Referring expression data

>>>

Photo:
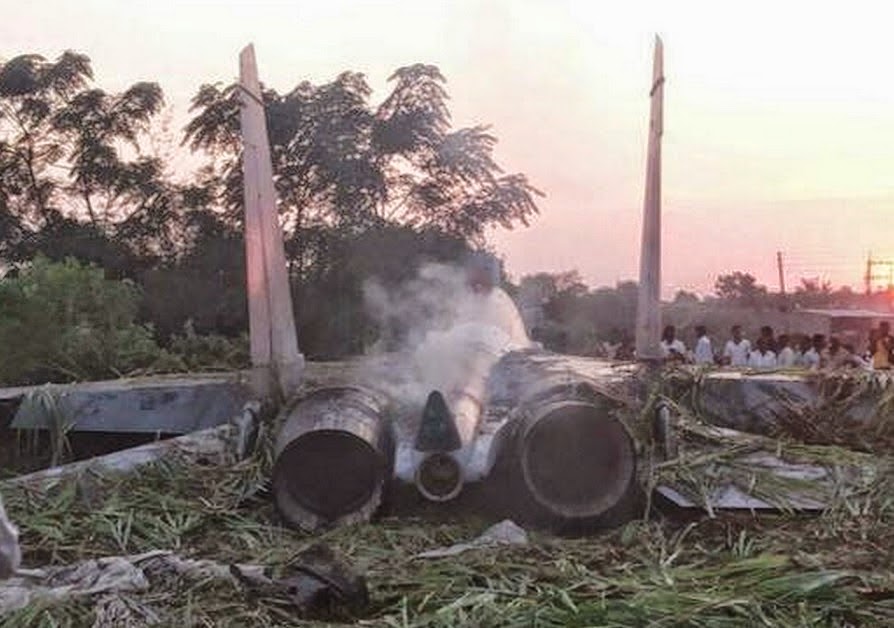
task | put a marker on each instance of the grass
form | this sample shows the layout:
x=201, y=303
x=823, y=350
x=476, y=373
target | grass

<<<

Within the records, count the lines that include the word "grass". Answer with the number only.

2